Identify every line in the records that contains the word "window", and copy each such line in full. Case counts, so a match must have the same capitalization.

(Location labeling records)
^^^^

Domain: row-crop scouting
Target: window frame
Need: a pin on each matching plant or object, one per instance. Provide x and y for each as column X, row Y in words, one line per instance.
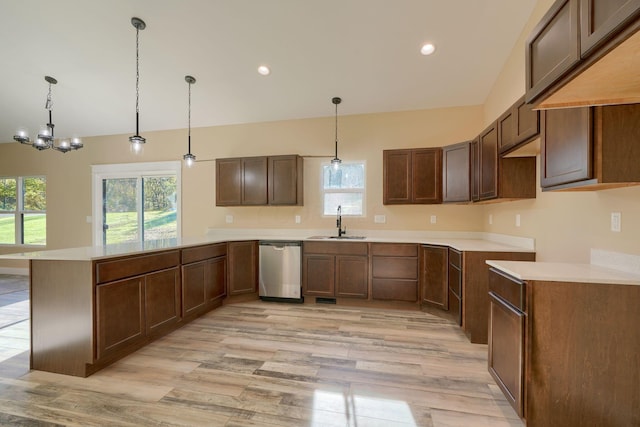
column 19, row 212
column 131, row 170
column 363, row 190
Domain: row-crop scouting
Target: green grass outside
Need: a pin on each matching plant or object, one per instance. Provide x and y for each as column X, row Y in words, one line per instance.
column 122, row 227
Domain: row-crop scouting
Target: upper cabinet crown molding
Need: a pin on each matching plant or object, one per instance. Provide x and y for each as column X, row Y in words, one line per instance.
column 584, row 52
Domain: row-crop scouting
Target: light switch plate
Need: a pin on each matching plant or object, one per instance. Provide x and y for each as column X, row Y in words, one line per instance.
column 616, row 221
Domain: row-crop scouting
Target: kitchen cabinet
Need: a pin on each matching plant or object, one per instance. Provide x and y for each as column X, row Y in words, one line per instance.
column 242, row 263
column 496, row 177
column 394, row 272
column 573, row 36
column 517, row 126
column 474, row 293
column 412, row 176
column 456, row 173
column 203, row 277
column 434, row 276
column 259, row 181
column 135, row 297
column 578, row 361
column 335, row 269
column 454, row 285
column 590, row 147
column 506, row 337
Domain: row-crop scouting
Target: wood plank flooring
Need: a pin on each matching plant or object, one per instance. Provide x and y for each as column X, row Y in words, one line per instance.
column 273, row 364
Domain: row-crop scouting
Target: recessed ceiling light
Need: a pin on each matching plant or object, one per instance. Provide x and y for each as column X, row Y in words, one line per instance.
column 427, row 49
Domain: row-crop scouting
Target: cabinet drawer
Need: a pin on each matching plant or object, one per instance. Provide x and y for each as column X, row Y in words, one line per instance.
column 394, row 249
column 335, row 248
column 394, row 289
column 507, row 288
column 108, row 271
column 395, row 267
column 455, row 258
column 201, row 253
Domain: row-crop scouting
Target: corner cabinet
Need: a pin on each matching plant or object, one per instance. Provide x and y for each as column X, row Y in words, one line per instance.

^^^^

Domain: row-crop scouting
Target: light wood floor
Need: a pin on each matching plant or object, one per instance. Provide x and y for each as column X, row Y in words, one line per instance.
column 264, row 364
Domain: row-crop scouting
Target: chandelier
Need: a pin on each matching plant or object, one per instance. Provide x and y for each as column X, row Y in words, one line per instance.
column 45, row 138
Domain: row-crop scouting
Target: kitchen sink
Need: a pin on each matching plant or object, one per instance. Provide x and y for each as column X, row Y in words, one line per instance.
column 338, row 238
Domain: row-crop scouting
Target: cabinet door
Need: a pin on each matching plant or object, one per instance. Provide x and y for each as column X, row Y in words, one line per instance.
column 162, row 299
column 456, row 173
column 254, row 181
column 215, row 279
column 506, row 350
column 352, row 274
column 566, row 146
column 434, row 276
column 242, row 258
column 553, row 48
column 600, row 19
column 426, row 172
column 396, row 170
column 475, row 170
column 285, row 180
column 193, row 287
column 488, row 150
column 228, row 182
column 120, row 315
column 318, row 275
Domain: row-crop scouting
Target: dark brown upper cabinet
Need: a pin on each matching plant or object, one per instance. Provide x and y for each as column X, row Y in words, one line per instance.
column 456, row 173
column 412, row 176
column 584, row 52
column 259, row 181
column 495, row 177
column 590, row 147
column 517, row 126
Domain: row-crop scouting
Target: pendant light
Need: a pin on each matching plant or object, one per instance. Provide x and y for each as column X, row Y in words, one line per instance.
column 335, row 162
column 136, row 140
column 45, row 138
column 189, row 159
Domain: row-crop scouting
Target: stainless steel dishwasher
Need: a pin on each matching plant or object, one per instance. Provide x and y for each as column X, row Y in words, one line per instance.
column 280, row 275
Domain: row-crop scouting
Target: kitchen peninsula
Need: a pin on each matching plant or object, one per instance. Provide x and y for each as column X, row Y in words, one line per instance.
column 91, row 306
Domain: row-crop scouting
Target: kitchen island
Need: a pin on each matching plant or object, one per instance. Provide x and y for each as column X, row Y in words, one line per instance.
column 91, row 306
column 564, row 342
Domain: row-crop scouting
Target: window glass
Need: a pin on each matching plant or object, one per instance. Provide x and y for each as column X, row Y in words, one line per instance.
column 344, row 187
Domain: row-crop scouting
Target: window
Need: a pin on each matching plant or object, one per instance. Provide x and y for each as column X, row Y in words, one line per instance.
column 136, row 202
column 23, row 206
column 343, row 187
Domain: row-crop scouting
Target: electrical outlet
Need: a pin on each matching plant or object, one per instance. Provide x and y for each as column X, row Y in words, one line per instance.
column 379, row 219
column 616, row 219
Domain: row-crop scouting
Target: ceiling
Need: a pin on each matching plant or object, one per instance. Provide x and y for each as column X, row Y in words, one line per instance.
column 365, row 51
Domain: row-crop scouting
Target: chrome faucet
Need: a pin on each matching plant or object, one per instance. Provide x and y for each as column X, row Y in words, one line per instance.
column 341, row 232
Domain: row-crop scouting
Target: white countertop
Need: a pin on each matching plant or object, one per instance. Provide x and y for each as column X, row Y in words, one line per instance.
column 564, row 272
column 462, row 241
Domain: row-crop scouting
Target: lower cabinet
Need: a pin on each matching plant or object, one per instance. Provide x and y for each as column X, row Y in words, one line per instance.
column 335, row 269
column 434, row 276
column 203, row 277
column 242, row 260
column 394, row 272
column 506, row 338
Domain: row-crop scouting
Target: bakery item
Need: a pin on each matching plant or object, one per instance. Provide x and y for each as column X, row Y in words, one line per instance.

^^^^

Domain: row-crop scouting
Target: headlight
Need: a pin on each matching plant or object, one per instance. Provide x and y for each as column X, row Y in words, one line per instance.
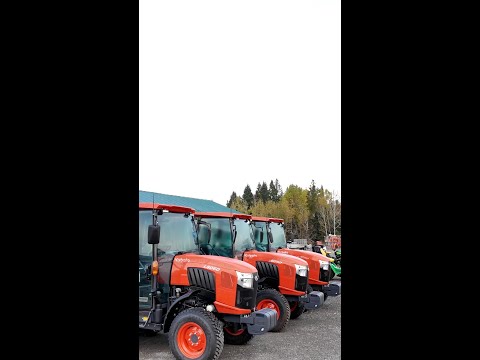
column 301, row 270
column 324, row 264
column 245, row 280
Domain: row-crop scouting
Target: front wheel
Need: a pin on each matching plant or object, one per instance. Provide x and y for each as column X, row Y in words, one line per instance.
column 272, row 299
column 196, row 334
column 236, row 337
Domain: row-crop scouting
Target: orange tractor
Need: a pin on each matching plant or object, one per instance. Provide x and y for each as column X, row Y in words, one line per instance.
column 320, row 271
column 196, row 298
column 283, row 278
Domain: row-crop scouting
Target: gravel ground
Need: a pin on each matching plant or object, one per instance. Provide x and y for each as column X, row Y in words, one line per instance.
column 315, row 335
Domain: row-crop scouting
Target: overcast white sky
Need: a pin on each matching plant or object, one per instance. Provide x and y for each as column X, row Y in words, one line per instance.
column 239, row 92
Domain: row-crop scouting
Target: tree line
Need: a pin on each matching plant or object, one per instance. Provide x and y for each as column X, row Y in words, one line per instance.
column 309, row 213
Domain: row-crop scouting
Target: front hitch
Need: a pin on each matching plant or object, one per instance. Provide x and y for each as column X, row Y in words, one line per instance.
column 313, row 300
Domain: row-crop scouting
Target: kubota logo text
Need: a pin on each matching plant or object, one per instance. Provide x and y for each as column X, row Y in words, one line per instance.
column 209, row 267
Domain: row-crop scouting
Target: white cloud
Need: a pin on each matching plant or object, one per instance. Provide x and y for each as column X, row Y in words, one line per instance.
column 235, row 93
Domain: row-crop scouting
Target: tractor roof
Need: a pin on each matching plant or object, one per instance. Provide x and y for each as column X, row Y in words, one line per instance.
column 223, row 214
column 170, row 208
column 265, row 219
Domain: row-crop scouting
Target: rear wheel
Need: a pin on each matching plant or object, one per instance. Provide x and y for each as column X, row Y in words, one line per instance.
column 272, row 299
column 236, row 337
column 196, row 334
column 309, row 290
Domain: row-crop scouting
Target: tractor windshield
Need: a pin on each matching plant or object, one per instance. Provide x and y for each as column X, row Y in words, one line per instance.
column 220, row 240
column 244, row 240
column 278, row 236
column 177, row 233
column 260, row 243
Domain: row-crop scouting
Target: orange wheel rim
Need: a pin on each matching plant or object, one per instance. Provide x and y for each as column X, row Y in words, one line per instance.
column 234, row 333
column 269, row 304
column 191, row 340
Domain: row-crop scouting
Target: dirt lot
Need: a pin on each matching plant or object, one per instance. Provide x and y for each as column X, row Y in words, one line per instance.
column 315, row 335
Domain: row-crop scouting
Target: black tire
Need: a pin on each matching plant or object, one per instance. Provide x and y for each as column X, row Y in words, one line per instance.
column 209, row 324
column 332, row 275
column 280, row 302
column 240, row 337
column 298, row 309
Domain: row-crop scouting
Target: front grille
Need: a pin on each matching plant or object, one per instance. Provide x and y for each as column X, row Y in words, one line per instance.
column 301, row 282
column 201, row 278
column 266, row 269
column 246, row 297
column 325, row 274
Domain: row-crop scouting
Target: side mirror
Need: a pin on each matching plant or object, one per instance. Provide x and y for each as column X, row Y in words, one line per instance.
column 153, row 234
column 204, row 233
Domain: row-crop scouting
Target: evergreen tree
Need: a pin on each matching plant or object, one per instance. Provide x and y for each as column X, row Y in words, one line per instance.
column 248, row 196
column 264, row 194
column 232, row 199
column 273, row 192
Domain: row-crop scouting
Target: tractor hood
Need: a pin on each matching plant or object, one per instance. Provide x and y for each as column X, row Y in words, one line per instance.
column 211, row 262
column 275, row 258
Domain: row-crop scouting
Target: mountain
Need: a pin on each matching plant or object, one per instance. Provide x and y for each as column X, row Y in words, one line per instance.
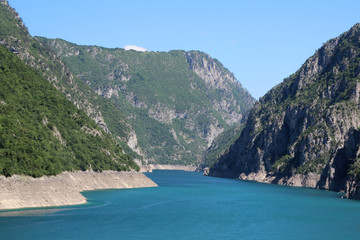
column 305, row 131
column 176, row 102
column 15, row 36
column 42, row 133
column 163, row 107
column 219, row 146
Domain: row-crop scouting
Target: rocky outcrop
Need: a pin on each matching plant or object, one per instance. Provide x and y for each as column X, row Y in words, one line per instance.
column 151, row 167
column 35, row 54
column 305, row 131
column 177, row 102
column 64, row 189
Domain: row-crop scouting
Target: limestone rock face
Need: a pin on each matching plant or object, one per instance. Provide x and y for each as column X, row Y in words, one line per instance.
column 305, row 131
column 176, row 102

^^^^

_TASK RESULT_
Target: window frame
Target: window glass
Target: window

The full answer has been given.